_SOURCE PASSAGE_

= Beginning of Section =

The nucleoid lacks a nuclear membrane (a defining characteristic of
prokaryotic cells). Peeping out from the upper right part of the nucleoid is a
plasmid - a separate piece of DNA. Plasmids replicate independently of the
nucleoid DNA and can be exchanged between cells (the means of passing
on, for example, drug resistance).
CYTOPLASM
The bacterial cytoplasm is shown filled with ribosomes. These are
somewhat smaller than their eukaryotic counterparts and many are shown
linked into polysomes. Infoldings of the Plasma membrane are common
and are often associated with the nucleoid. In this picture such an infolding
can be seen around the middle of the cell and it is termed a mesosome.
HELICAL FILAMENTS
Helically arranged protein filaments are shown winding around just
beneath the plasma membrane. They are thought to guide the production
of the cell wall to create the shape of the bacterium. They are absent in
spherical forms. The purple helix (MreB) controls cell width and the bluish
one (Mbl) controls length. They are composed of actin like molecules. This
form of prokaryotic cytoskeleton was recently described in the journals
CELL and NATURE (references: CELL, Vol. 104, 913-922, March 23,
2001. Nature, Vol. 413, September 2001).
ANTHRAX - Bacillus anthracis
PLAGUE - Yersinia pestis
Bacteria Cell Structure
They are as unrelated to human beings as living things can be, but bacteria are
essential to human life and life on planet Earth. Although they are notorious for
their role in causing human diseases, from tooth decay to the Black Plague,
there are beneficial species that are essential to good health.

= End of Section =

_Stored data entries_
= Beginning of Section =

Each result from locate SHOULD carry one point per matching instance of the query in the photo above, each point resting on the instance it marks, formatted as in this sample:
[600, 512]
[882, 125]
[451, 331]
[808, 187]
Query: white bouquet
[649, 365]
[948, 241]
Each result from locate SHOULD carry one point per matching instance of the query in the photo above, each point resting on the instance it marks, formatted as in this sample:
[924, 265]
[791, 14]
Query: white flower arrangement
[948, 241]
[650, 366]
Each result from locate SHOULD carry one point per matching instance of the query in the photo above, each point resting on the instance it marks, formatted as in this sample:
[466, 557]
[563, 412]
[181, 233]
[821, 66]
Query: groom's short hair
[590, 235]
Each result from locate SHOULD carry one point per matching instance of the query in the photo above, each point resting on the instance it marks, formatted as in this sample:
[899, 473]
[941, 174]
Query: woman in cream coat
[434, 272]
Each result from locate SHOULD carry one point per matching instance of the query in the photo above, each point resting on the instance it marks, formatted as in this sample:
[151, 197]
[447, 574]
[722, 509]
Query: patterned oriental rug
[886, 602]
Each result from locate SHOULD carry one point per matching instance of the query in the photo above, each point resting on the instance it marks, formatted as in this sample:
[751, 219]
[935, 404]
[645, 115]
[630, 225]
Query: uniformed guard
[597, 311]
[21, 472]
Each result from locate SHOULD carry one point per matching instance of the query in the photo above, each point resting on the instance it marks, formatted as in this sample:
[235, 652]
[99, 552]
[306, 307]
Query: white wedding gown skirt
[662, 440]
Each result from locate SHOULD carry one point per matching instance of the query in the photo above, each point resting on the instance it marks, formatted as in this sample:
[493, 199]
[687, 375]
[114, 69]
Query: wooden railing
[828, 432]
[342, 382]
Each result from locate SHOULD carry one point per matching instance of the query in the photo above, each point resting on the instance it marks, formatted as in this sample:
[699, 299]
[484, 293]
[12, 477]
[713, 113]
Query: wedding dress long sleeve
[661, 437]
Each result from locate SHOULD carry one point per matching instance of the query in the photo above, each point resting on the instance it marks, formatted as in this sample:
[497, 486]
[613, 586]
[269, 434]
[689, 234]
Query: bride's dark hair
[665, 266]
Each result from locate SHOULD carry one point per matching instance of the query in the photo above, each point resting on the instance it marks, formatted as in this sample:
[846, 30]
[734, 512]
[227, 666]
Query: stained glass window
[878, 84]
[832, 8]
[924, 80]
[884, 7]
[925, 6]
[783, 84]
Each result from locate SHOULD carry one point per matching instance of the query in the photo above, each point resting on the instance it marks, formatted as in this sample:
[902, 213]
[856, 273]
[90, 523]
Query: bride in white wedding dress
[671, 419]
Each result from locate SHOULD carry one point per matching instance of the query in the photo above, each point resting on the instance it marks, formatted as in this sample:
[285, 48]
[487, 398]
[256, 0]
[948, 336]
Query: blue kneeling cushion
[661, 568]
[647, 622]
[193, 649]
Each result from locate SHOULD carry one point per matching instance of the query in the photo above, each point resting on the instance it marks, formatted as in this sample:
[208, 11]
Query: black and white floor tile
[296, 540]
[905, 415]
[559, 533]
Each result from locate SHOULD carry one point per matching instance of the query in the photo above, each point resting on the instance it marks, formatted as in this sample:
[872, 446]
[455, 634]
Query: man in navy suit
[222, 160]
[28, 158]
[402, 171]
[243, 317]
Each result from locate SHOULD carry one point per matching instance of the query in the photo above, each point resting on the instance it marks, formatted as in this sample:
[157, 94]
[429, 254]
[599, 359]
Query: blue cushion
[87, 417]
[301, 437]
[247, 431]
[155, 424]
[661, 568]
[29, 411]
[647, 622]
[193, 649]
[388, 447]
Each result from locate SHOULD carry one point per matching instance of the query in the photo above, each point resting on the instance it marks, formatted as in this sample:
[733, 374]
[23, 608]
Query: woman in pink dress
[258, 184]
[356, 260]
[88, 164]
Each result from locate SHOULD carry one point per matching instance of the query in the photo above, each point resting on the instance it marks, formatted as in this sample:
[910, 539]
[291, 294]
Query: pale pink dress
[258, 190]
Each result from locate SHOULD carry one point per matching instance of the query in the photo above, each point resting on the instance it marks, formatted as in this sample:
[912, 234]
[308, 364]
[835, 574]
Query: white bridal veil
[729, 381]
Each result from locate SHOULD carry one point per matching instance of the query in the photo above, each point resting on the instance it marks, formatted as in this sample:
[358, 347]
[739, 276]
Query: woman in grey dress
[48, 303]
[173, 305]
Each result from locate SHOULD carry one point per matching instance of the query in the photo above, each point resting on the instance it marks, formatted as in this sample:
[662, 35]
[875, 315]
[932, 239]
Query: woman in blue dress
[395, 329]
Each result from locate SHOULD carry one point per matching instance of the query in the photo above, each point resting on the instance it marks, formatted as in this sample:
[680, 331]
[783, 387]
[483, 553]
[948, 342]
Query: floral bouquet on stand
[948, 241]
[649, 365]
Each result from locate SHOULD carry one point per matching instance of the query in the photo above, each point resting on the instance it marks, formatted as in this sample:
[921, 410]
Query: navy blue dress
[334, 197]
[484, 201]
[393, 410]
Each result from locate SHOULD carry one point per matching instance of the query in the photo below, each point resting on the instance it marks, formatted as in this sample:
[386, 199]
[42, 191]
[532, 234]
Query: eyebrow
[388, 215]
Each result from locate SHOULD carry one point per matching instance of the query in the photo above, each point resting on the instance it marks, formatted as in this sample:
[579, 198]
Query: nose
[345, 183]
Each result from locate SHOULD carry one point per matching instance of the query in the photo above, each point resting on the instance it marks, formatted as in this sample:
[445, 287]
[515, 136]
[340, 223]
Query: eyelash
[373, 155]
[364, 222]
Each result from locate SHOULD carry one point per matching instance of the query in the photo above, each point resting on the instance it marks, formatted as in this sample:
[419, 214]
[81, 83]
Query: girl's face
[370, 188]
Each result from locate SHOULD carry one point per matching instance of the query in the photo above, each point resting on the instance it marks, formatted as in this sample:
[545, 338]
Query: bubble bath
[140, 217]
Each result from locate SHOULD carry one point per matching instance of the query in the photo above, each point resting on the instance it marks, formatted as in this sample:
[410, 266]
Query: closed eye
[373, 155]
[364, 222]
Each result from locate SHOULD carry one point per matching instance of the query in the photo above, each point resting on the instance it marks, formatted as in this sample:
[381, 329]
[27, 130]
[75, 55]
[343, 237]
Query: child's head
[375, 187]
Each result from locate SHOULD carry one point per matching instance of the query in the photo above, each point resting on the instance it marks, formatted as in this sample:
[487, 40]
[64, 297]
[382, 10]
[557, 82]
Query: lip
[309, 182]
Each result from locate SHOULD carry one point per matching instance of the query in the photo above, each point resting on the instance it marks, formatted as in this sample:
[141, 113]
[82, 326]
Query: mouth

= End of Section =

_PROBLEM DETAILS_
Continue the passage on bacterial cell structure, picking up right after its final sentence.

_RESPONSE AREA_
For example, one species that lives symbiotically in the large intestine
manufactures vitamin K, an essential blood clotting factor. Other species are
beneficial indirectly. Bacteria give yogurt its tangy flavor and sourdough bread
its sour taste. They make it possible for ruminant animals (cows, sheep, goats)
to digest plant cellulose and for some plants, (soybean, peas, alfalfa) to convert
nitrogen to a more usable form.
Bacteria are prokaryotes, lacking well-defined nuclei and membrane-bound
organelles, and with chromosomes composed of a single closed DNA circle.
They come in many shapes and sizes, from minute spheres, cylinders and
spiral threads, to flagellated rods, and filamentous chains. They are found
practically everywhere on Earth and live in some of the most unusual and
seemingly inhospitable places.
• In the late 1600s, Antoni van Leeuwenhoek became the first to study bacteria
under the microscope. During the 19th century, the French scientist Louis
Pasteur and the German physician Robert Koch demonstrated the role of
bacteria as pathogens (causing disease). The 20th century saw numerous
advances in bacteriology, indicating their diversity, ancient lineage, and general
importance. Most notably, a number of scientists around the world made
contributions to the field of microbial ecology, showing that bacteria were
essential to food webs and for the overall health of the Earth's ecosystems.
The discovery that some bacteria produced compounds lethal to other
bacteria led to the development of antibiotics, which revolutionized the field
of medicine.
• There are two different ways of grouping bacteria. They can be divided into
three types based on their response to gaseous oxygen. Aerobic bacteria
require oxygen for their health and existence and will die without it. Anerobic
bacteria can't tolerate gaseous oxygen at all and die when exposed to it.
Facultative aneraobes prefer oxygen, but can live without it.
• The second way of grouping them is by how they obtain their energy.
Bacteria that have to consume and break down complex organic compounds
are heterotrophs. This includes species that are found in decaying material as
well as those that utilize fermentation or respiration. Bacteria that create their
own energy, fueled by light or through chemical reactions, are autotrophs.